-- Extract --
I think you still may be misunderstanding what the key questions are and how they factor into language creation. There are two questions:
Is this language supposed to be descended from an existing language (or set of languages) on Earth?
Is this language spoken by creatures that are identical to humans in all the ways that play a crucial role in language use, comprehensijon, and transmission?
These are the only relevant questions. Notice I didn't say anything about where the languages are spoken. That bit is irrelevant. Language has its own geography and it's the only geography that matters when it comes to a posteriori language construction.
For example, looking at Dothraki, the answer to (1) is no, and the answer to (2) is yes. For that reason, Dothraki should be a language that looks entirely ordinary, in terms of how it stacks up with languages spoken currently on Earth, but its vocabulary and grammar shouldn't be directly related to any language on the planet. How could it be, if our planet doesn't exist in that universe? But since Dothraki are completely ordinary human beings their language should be a compeltely ordinary human language.

-- Supplied information --
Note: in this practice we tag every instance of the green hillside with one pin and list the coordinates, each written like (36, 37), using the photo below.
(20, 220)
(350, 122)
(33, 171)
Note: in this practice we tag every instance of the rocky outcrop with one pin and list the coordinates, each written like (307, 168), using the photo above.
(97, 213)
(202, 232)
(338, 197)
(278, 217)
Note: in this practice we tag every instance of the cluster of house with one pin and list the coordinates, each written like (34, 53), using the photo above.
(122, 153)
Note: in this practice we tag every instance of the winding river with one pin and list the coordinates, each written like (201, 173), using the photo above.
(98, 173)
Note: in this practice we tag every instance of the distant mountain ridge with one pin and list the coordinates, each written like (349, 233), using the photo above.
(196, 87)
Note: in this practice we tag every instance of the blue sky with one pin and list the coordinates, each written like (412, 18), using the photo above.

-- Written request --
Reproduce the passage about the two key questions in language creation word for word, from start to finish.

-- Completed task --
I think you still may be misunderstanding what the key questions are and how they factor into language creation. There are two questions:
Is this language supposed to be descended from an existing language (or set of languages) on Earth?
Is this language spoken by creatures that are identical to humans in all the ways that play a crucial role in language use, comprehensijon, and transmission?
These are the only relevant questions. Notice I didn't say anything about where the languages are spoken. That bit is irrelevant. Language has its own geography and it's the only geography that matters when it comes to a posteriori language construction.
For example, looking at Dothraki, the answer to (1) is no, and the answer to (2) is yes. For that reason, Dothraki should be a language that looks entirely ordinary, in terms of how it stacks up with languages spoken currently on Earth, but its vocabulary and grammar shouldn't be directly related to any language on the planet. How could it be, if our planet doesn't exist in that universe? But since Dothraki are completely ordinary human beings their language should be a compeltely ordinary human language.